● EXERCISE PROMPT:
Rewrite the entries below, replacing "outline" with "contour" everywhere it appears and leaving everything else as it is.

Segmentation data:
★ ★ ★
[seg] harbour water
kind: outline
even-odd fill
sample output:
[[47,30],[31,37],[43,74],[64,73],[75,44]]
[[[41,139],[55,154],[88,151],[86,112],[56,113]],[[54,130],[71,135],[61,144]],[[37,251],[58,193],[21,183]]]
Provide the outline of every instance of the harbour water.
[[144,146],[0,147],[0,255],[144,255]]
★ ★ ★
● RIGHT ANSWER:
[seg] harbour water
kind: contour
even-odd fill
sample output:
[[47,30],[31,37],[43,74],[64,73],[75,44]]
[[[41,139],[55,154],[88,151],[86,112],[56,113]],[[54,130],[71,135],[61,144]],[[37,251],[58,193],[21,183]]]
Provide the contour of every instance of the harbour water.
[[144,146],[0,147],[0,255],[144,255]]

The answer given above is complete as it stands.